DATA TO EXAMINE →
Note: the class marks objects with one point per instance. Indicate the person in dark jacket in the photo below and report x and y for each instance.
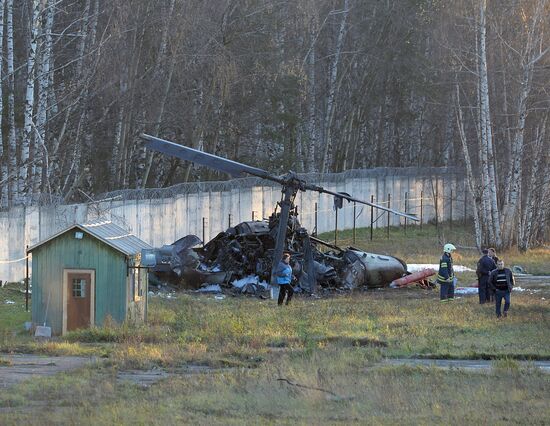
(283, 274)
(502, 281)
(445, 276)
(485, 265)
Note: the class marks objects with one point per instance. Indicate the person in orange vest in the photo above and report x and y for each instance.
(446, 277)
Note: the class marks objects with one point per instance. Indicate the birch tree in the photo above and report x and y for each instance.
(331, 96)
(13, 173)
(28, 167)
(3, 167)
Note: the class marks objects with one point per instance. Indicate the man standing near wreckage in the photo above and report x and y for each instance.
(485, 265)
(283, 274)
(446, 276)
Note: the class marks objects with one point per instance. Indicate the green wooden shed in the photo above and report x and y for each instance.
(86, 274)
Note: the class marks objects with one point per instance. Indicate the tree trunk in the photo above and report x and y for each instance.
(472, 187)
(13, 186)
(3, 167)
(530, 58)
(27, 152)
(333, 73)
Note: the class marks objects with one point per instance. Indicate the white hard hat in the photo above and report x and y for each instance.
(449, 248)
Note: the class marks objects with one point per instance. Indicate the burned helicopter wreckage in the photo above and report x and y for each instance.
(246, 250)
(256, 247)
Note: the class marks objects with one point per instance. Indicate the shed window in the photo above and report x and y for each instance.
(138, 288)
(79, 288)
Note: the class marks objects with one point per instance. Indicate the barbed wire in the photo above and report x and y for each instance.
(40, 199)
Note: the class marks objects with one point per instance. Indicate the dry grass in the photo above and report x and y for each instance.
(335, 386)
(326, 352)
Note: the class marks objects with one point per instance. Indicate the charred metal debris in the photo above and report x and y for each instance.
(239, 260)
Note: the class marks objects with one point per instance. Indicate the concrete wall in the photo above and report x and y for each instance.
(160, 221)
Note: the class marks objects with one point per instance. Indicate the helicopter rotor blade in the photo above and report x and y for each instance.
(212, 161)
(237, 169)
(357, 200)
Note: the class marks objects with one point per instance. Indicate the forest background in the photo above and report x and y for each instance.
(308, 85)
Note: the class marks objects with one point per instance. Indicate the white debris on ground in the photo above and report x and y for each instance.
(163, 294)
(413, 267)
(466, 290)
(250, 283)
(212, 288)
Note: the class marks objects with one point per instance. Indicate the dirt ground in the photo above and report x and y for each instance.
(16, 368)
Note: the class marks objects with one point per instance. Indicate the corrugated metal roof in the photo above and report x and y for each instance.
(111, 234)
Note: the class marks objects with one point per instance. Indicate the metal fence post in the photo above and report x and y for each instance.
(465, 205)
(27, 279)
(436, 205)
(315, 228)
(203, 230)
(371, 216)
(354, 208)
(406, 203)
(336, 228)
(451, 211)
(389, 207)
(421, 208)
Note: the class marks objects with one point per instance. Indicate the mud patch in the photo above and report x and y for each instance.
(17, 368)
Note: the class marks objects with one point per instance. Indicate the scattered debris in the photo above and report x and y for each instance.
(239, 260)
(414, 267)
(212, 288)
(466, 290)
(518, 270)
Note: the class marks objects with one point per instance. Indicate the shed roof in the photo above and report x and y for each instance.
(109, 233)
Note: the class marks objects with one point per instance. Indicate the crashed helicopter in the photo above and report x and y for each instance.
(254, 248)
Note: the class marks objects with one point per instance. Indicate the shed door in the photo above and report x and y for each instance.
(79, 299)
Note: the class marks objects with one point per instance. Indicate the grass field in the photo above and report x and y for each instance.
(317, 361)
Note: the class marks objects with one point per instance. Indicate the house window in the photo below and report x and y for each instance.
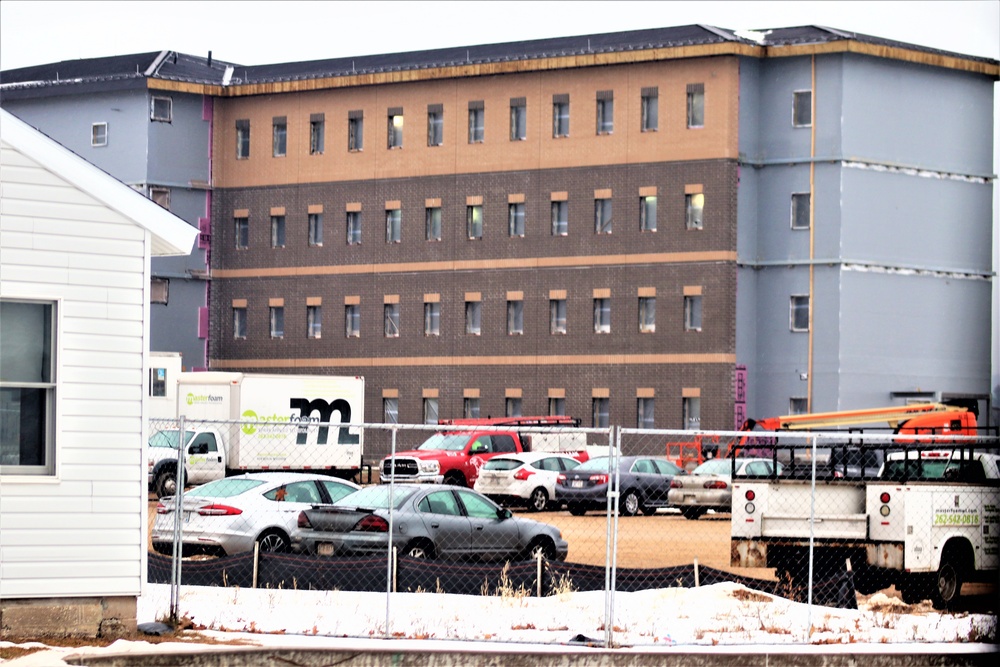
(602, 216)
(647, 314)
(477, 122)
(557, 316)
(799, 313)
(393, 225)
(279, 136)
(161, 109)
(473, 318)
(515, 219)
(515, 318)
(352, 321)
(560, 115)
(602, 315)
(355, 131)
(650, 103)
(694, 207)
(353, 227)
(560, 218)
(432, 319)
(242, 139)
(518, 119)
(239, 323)
(391, 320)
(314, 321)
(242, 228)
(645, 413)
(647, 214)
(601, 412)
(99, 134)
(395, 128)
(432, 223)
(315, 229)
(277, 319)
(317, 130)
(696, 104)
(435, 125)
(692, 313)
(800, 210)
(605, 112)
(28, 343)
(277, 231)
(802, 108)
(474, 221)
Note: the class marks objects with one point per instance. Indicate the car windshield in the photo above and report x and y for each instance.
(168, 438)
(449, 442)
(375, 497)
(224, 488)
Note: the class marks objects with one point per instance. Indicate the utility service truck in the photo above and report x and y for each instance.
(242, 422)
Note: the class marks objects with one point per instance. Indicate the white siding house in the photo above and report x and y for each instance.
(75, 248)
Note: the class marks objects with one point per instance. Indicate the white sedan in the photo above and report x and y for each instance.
(528, 478)
(229, 515)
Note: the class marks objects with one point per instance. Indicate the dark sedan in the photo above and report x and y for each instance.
(644, 482)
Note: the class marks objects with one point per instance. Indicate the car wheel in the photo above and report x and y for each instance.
(538, 500)
(273, 541)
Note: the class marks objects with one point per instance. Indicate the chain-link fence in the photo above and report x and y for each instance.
(540, 507)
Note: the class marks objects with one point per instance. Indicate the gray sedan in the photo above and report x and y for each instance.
(438, 521)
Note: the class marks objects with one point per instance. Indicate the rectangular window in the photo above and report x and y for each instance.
(28, 344)
(277, 231)
(799, 313)
(314, 321)
(353, 227)
(435, 125)
(242, 229)
(515, 219)
(800, 210)
(602, 216)
(694, 207)
(474, 221)
(802, 108)
(432, 223)
(515, 318)
(602, 315)
(391, 320)
(647, 314)
(352, 321)
(557, 316)
(605, 112)
(696, 104)
(473, 318)
(395, 128)
(518, 119)
(393, 225)
(239, 323)
(242, 139)
(645, 413)
(650, 102)
(315, 229)
(692, 313)
(161, 109)
(560, 218)
(432, 319)
(647, 214)
(279, 136)
(477, 122)
(355, 131)
(277, 319)
(317, 131)
(99, 134)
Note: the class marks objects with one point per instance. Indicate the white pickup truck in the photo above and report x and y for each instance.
(929, 522)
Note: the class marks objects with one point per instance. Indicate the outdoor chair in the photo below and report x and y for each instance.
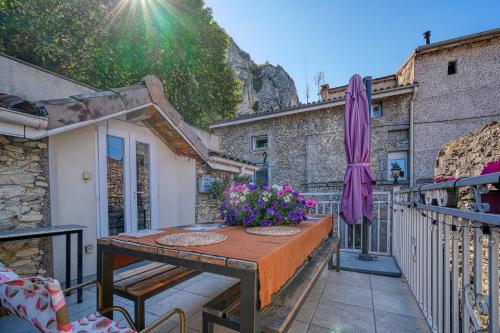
(40, 301)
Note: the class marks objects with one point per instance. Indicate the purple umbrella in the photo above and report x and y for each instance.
(357, 198)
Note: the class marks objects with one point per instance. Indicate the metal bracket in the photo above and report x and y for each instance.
(479, 206)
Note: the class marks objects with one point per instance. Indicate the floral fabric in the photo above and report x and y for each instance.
(39, 301)
(96, 323)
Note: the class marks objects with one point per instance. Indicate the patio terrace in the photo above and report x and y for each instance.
(339, 302)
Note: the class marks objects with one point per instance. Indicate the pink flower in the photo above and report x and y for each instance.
(310, 203)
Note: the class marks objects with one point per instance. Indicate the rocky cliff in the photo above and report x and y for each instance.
(265, 87)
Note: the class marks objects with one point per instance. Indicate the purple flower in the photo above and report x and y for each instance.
(265, 223)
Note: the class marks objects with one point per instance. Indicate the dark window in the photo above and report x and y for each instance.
(377, 110)
(260, 142)
(452, 67)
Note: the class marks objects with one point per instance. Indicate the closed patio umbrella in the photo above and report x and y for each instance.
(357, 197)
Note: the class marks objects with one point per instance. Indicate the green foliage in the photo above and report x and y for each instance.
(255, 106)
(113, 43)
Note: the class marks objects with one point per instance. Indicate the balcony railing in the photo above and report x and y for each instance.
(449, 256)
(351, 237)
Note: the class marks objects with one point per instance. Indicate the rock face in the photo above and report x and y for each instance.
(265, 87)
(24, 203)
(466, 156)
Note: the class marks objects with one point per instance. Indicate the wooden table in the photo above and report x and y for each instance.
(67, 230)
(245, 271)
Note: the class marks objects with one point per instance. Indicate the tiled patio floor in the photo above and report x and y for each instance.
(340, 302)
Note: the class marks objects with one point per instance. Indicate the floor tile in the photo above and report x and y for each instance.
(339, 317)
(307, 311)
(188, 302)
(390, 284)
(347, 295)
(390, 322)
(298, 327)
(354, 279)
(398, 303)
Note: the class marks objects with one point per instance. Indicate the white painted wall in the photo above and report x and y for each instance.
(34, 83)
(75, 201)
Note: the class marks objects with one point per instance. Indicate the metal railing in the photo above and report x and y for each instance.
(450, 256)
(351, 236)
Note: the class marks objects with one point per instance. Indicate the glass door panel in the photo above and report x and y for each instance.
(143, 185)
(115, 160)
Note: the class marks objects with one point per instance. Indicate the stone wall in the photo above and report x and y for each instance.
(307, 149)
(449, 106)
(25, 203)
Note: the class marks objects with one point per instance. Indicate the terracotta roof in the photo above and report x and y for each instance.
(143, 102)
(228, 157)
(19, 104)
(484, 35)
(325, 102)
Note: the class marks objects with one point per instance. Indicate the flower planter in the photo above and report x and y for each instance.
(493, 199)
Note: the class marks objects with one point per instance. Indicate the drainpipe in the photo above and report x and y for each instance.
(22, 119)
(411, 135)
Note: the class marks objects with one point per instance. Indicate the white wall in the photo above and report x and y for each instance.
(33, 83)
(75, 201)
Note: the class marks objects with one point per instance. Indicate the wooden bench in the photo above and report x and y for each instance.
(139, 284)
(277, 317)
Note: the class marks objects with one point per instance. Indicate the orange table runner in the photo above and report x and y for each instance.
(277, 258)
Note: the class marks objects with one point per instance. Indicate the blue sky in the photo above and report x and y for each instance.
(342, 38)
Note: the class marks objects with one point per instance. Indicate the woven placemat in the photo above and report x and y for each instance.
(192, 239)
(273, 231)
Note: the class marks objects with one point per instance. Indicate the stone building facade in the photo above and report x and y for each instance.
(451, 104)
(24, 202)
(306, 149)
(441, 92)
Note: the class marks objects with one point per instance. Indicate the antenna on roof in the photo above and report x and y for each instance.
(319, 78)
(307, 78)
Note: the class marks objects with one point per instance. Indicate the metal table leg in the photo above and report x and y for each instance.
(79, 276)
(249, 321)
(105, 277)
(68, 260)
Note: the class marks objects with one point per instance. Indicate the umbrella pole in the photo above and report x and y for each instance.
(367, 80)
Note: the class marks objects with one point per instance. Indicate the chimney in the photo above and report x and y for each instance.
(427, 37)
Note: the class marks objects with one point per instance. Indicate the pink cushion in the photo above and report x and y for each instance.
(96, 323)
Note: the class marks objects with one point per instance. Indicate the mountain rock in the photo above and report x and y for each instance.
(265, 87)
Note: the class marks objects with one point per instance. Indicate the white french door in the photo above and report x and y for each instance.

YOUR INSTRUCTIONS → Exactly the lines from the one with "the pink cushion" through the last line of the listing above must make up your answer.

FINISHED EXERCISE →
Note: the class marks objects with one point per instance. Indicate the pink cushion in the photo above and report x and y for each instance.
(96, 323)
Note: the class marks objects with one point per instance. Indicate the mountain rock in the photo above and report x and y for each instance.
(265, 87)
Note: the class marks objects with one point per instance. Indicate the white french door in the photo above and report x and y for each instance.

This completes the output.